> **LIST OF TASKS**
**a.** Retype the section of the literacy passage that begins at the words "Primary and elementary focus" and stops after "in later years.".
**b.** Summarize the passage on CEEE's literacy work in two sentences.

One of the major focus areas for CEEE work in recent years has been the improvement of literacy achievement. CEEE has addressed this issue by continually developing its literacy knowledge base and applying this knowledge in its technical assistance activities. To learn more about the resources upon which CEEE staff rely, please consult the menu to the right.

Primary and elementary focus -- CEEE's work at the primary and elementary levels is premised on scientifically based research which indicates that children who do not learn to read during the early elementary years will face greater challenges in attempting to "make up" for this deficit in later years.

Young children who are learning to read must understand and become skilled at 5 areas: phonemic awareness, phonics, fluency, vocabulary, and reading comprehension (National Reading Panel, 2001). To develop skills in these 5 areas, students need

  1. direct teaching of decoding, comprehension, and literature appreciation;
  2. phonemic awareness instruction;
  3. systematic and explicit instruction in the code system of written English;
  4. daily exposure to a variety of texts, as well as incentives for children to read independently and with others;
  5. vocabulary instruction that includes a variety of complementary methods designed to explore the relationships among words and the relationships among word structure, origin and meaning;
  6. comprehension strategies that include prediction of outcomes, summarizing, clarification, questioning, and visualization; and
  7. frequent writing of prose to enable deeper understanding of what is read. (Moats, 1999)

> **AVAILABLE DATA**
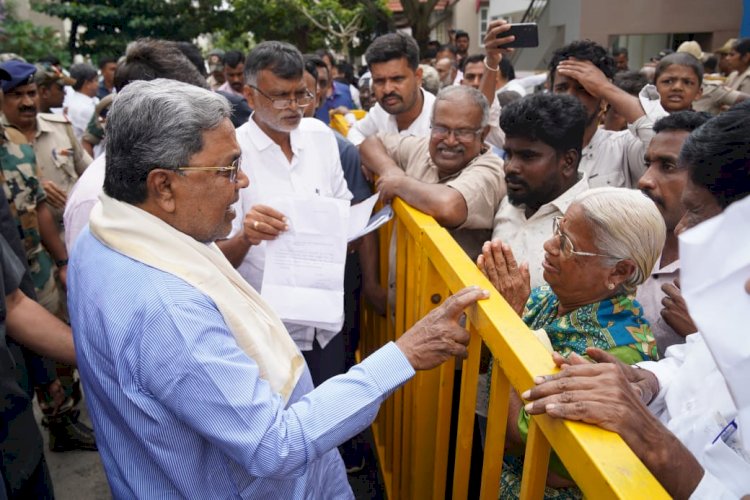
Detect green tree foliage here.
[33,0,226,56]
[218,0,389,58]
[0,2,70,63]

> **ANSWERS BY TASK**
**a.**
Primary and elementary focus -- CEEE's work at the primary and elementary levels is premised on scientifically based research which indicates that children who do not learn to read during the early elementary years will face greater challenges in attempting to "make up" for this deficit in later years.

**b.** CEEE has made improving literacy achievement a major focus, building its literacy knowledge base and applying it in technical assistance, with its primary and elementary work based on research showing that children who don't learn to read early face greater challenges later. Young readers must master phonemic awareness, phonics, fluency, vocabulary, and comprehension, which requires measures such as direct and systematic instruction, daily exposure to varied texts, vocabulary and comprehension strategies, and frequent writing.